▸ INSTRUCTIONS TO FOLLOW: Restate the entries below word for word, leaving nothing out.

(Saved entries)
BEGIN

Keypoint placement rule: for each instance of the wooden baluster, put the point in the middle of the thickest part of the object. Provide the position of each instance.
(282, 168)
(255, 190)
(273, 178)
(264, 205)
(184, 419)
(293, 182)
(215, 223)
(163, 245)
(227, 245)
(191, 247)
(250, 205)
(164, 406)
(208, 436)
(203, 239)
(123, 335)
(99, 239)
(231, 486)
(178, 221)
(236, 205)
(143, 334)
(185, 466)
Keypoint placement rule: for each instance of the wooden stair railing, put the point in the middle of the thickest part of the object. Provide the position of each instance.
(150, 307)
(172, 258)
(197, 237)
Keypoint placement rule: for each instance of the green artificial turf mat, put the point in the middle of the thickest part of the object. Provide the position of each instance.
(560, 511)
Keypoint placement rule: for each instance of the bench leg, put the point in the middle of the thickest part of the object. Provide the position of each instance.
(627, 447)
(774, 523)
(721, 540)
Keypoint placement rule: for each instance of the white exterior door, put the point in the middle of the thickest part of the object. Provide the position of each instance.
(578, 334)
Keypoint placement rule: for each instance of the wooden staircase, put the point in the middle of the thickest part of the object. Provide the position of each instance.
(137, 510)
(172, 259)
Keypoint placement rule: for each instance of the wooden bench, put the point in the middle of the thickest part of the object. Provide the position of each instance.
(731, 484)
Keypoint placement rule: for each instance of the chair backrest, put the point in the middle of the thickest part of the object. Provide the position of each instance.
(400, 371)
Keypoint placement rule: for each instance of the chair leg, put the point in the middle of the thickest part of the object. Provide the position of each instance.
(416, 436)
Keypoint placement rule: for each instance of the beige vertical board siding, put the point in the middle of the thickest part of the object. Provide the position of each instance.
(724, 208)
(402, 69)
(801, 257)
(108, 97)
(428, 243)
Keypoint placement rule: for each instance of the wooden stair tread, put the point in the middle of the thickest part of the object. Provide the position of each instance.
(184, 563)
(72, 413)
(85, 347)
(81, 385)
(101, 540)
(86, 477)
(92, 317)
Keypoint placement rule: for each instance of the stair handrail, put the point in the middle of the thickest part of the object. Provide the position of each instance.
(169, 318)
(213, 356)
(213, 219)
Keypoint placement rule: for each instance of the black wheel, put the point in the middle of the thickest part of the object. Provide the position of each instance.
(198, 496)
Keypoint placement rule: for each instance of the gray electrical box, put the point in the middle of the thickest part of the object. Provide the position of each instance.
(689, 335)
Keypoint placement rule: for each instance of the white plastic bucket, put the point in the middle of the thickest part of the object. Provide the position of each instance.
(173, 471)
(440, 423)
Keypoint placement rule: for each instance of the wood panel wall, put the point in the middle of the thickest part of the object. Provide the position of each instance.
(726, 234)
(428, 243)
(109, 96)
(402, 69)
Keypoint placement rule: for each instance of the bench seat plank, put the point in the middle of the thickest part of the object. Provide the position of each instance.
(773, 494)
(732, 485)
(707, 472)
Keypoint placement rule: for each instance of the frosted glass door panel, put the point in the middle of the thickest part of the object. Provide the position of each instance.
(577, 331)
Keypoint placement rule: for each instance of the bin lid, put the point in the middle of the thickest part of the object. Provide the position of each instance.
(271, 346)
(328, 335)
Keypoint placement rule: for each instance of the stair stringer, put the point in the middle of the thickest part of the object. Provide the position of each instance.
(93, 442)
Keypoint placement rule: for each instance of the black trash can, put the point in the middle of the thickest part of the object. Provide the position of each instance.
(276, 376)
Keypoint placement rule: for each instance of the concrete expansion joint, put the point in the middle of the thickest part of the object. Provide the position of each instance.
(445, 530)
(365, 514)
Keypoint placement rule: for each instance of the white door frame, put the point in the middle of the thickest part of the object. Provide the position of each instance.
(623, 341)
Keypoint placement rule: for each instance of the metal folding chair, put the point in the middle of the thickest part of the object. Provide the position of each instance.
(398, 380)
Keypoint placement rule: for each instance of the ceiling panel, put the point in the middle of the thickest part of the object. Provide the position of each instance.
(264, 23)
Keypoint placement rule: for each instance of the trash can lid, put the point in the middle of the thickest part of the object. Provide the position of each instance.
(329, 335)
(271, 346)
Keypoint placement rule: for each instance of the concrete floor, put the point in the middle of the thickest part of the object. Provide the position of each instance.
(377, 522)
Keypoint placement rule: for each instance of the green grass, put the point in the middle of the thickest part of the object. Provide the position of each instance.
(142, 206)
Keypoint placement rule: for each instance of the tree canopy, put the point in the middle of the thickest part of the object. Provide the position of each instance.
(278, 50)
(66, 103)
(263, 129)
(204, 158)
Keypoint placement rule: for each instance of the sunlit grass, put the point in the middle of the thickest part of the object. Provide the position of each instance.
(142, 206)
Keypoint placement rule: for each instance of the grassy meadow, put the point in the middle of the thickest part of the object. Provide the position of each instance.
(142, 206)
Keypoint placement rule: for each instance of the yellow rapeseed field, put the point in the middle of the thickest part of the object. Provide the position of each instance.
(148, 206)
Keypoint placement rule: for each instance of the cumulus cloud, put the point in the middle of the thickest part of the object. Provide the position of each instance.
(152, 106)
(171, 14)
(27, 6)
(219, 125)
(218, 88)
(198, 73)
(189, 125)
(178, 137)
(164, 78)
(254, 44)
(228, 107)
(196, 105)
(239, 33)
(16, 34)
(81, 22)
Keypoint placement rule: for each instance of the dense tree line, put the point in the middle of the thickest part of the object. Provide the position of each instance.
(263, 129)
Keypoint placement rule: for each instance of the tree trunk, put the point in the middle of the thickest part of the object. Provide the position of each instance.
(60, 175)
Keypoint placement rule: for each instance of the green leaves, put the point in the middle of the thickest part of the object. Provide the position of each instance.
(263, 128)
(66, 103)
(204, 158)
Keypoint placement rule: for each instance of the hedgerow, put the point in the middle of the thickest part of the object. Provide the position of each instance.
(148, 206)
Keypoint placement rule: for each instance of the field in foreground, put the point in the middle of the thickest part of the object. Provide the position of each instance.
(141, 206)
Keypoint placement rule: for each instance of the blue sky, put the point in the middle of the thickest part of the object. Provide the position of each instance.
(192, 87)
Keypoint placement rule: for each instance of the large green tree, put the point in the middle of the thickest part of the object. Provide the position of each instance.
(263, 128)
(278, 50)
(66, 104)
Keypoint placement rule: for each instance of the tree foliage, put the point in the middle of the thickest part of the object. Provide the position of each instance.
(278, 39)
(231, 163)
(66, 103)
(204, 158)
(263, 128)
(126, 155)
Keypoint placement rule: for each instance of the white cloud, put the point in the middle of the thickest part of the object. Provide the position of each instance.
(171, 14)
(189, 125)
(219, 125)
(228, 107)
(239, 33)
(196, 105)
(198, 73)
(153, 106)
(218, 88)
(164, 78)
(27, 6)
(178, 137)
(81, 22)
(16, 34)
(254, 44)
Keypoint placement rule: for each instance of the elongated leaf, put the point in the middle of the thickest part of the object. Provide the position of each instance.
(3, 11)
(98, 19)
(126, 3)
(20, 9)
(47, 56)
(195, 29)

END

▸ EXPECTED OUTPUT:
Keypoint placement rule: for each instance of the wooden baluster, put the point in the middle of the thickest part of the object. Provide the position of each instance.
(282, 168)
(255, 190)
(273, 178)
(264, 205)
(184, 419)
(293, 182)
(215, 223)
(163, 245)
(227, 245)
(191, 247)
(250, 205)
(164, 406)
(208, 436)
(203, 239)
(123, 335)
(99, 239)
(231, 486)
(178, 221)
(236, 205)
(143, 334)
(185, 466)
Keypoint placement rule: for each instance of the wooden stair railing, put the point in the middle of the thickest part of the object. Provide the position of each instance.
(150, 307)
(172, 258)
(197, 237)
Keypoint placement rule: for each instance of the green artificial turf mat, put the point in the middle of the thickest part of the object. Provide the position of each instance.
(560, 511)
Keypoint placement rule: for each instance of the bench leg, put the point in the middle of the thickest part of the object. Provide the position of each instance.
(627, 447)
(774, 523)
(721, 540)
Keypoint placement rule: for each instance of the white exterior door, put the point in the middle of the thickest part of the object. Provide the position of each instance.
(578, 334)
Keypoint placement rule: for each instance of the wooden staircase, put the point in the middle of the thickest part of the object. Provide the position of each instance.
(137, 510)
(172, 259)
Keypoint placement rule: for each instance of the wooden bench, put the point in the middle of the thickest part of the object. Provide the position of each instance.
(731, 484)
Keypoint placement rule: for each instance of the chair backrest, put the point in the middle of the thickest part of the object. Provide the position of each instance.
(400, 371)
Keypoint placement rule: for each instance of the chair leg, put the point in the middle of the thickest part of the object. Provide the position of each instance.
(416, 436)
Keypoint placement rule: for each instance of the beige vertical board siding, put the point in the middle of the thickest part of the object. Provide the position of each instance.
(724, 208)
(402, 69)
(801, 257)
(108, 97)
(428, 243)
Keypoint placement rule: for each instance of the wooden stair tread, put the point in the middle of the thickest part of the object. Provide the position of each instance.
(184, 563)
(72, 413)
(85, 347)
(81, 385)
(101, 540)
(86, 477)
(92, 317)
Keypoint placement rule: for each instance of the stair handrail, put the point in the middle of the thickest part of the object. Provide the position of each instance.
(169, 318)
(213, 356)
(213, 219)
Keypoint placement rule: for each instance of the black wheel, put the point in the middle of the thickest part of the object. Provide the position of each instance.
(198, 496)
Keypoint placement rule: for each instance of the gray electrical box, put the point in the middle of the thickest part of the object. Provide the position of each instance.
(689, 335)
Keypoint placement rule: for each instance of the white plastic bucket, put the point in the middle of the thickest part of the object. Provide the position of each instance.
(173, 471)
(440, 423)
Keypoint placement rule: for each instance of the wood panel wall, put the point in the middle of the thickest part of the object. Provide the position of each instance.
(726, 234)
(428, 243)
(109, 96)
(402, 69)
Keypoint placement rule: for each instance of the bench seat plank, put the point in the middle of the thickest part of the object. Provide the position of each instance.
(773, 494)
(732, 485)
(707, 472)
Keypoint placement rule: for each instance of the frosted glass door panel, put the point in the middle of the thickest part of the object. Provide the position of each instance.
(577, 331)
Keypoint placement rule: for each instance of the bin lid, put the point in the middle of the thickest part of the object. Provide the position of each instance.
(271, 346)
(328, 335)
Keypoint placement rule: for each instance of the stair stringer, put the point in the middle of the thickest part of the object. Provide the position of each instance.
(93, 442)
Keypoint placement rule: for each instance of the black trash can, put the point in the middle of the thickest part of the object. Provide the position of each instance.
(276, 376)
Keypoint placement rule: for each instance of the concrete expansion joint, put the point in the middle of the thickest part of the object. Provide the position of each instance.
(445, 530)
(365, 514)
Keypoint placement rule: for each instance of the white door frame, put the point in the middle of the thickest part of the object. Provide the position of each instance.
(623, 341)
Keypoint placement rule: for each instance of the metal folding chair, put the point in the middle of the thickest part of the object. Provide the position of each instance.
(398, 380)
Keypoint placement rule: for each instance of the ceiling panel, put the point in the middle of the thickest part of the object. Provide the position of each instance.
(264, 23)
Keypoint placement rule: for each instance of the trash can lid, put the point in the middle of the thickest part of the object. Provide the position of each instance.
(329, 335)
(271, 346)
Keypoint placement rule: for each instance of the concrete floor, put the point in the middle of the thickest part of the object. Provide the position of each instance.
(377, 522)
Keypoint placement rule: for each instance of the green grass, put the point in the middle of the thickest part of the object. Provide the position of each instance.
(142, 206)
Keypoint placement rule: for each instance of the tree canopy, put the point in the middle of the thickest part of the object. Provide the position of each instance.
(278, 50)
(66, 103)
(263, 129)
(204, 158)
Keypoint placement rule: for each instance of the sunlit grass, put the point in the middle of the thickest part of the object. Provide the position of each instance.
(142, 206)
Keypoint placement rule: for each instance of the grassy meadow, put the point in the middle of the thickest part of the object. Provide the position of each instance.
(142, 206)
Keypoint placement rule: for each instance of the yellow rapeseed field, put the point in the middle of the thickest part of the object. Provide the position of each instance.
(148, 206)
Keypoint placement rule: for each instance of the cumulus cloud, put the point in the middle of the thickest part of the object. Provide the position of each instance.
(152, 106)
(171, 14)
(27, 6)
(219, 125)
(218, 88)
(198, 73)
(189, 125)
(178, 137)
(164, 78)
(254, 44)
(228, 107)
(196, 105)
(239, 33)
(16, 34)
(81, 22)
Keypoint placement rule: for each instance of the dense tree line, put the point in the middle of the thickest part of the object. Provide the position of each instance.
(263, 129)
Keypoint placement rule: for each instance of the tree trunk, put the point in the middle of the thickest part of the object. Provide the position of each instance.
(60, 175)
Keypoint placement rule: for each instance of the green leaves, put the point in the middle of the thickest part of the object. Provide the position of each instance.
(263, 128)
(66, 103)
(204, 158)
Keypoint placement rule: for each instance of the hedgerow, put the point in the middle of the thickest part of the object. Provide the position of each instance.
(148, 206)
Keypoint placement rule: for each instance of the field in foreground, put the point in the middle of the thickest part of the object. Provide the position of each instance.
(141, 206)
Keypoint placement rule: for each instance of the blue sky, put the point in the middle of the thickest part of the object. Provide the position of each instance.
(192, 87)
Keypoint placement rule: for each instance of the large green tree, put the point in the middle of the thickest part of the object. Provide the position of each instance.
(263, 128)
(278, 50)
(66, 104)
Keypoint placement rule: for each instance of the tree foliage, put the point in the middle of the thickest part of the object. Provide the position of each instance.
(278, 39)
(231, 163)
(66, 103)
(204, 158)
(263, 128)
(126, 155)
Keypoint placement rule: for each instance of the white cloud, put the point in the middle of the thickest part of the object. Provide the position of each instance.
(171, 14)
(189, 125)
(219, 125)
(228, 107)
(239, 33)
(196, 105)
(198, 73)
(153, 106)
(218, 88)
(164, 78)
(27, 6)
(178, 137)
(81, 22)
(16, 34)
(254, 44)
Keypoint placement rule: for each instance of the elongated leaf, put the point in the middle of the thickest part of the object. Provide the position of each instance.
(3, 11)
(98, 19)
(126, 3)
(20, 9)
(47, 56)
(195, 29)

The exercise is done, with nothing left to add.